* EXERCISE DESCRIPTION
Go through the entries below, tally each line with the string "Then", and give the final number by itself.

RECORDS TO PROCESS Block Start

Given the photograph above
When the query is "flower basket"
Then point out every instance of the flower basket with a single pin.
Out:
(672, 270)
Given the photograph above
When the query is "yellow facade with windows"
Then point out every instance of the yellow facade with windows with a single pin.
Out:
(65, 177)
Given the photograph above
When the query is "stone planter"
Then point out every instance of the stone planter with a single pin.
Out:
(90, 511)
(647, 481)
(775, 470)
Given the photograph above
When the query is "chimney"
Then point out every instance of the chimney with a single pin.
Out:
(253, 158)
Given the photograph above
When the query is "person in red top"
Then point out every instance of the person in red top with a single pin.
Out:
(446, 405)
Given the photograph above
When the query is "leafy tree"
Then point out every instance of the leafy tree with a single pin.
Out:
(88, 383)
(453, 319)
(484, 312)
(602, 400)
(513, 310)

RECORDS TO PROCESS Block End

* OUTPUT FOR THIS EXERCISE
6